→ **Material provided**:
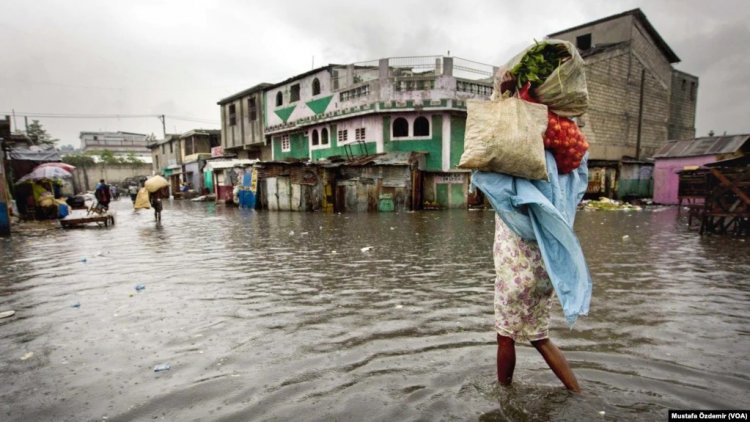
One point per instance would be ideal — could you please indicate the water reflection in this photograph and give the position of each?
(359, 316)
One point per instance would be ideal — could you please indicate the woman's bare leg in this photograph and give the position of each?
(506, 359)
(557, 362)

→ **The problem**: Render all the material above as a Markdown table with two columns, Row and Line, giving each nonblank line its own numbered row. Leave the pictures out.

→ **Task result**:
| Row | Line |
|---|---|
| 1 | One point per instance would be ideal — could you please indicate the water reflection in this photograph and give the position of each? |
| 2 | (359, 316) |
| 3 | One point per instance would be ideal — could you please indicate the woman's bare leg in this photograph and give the position of each? |
| 4 | (506, 359) |
| 5 | (557, 362) |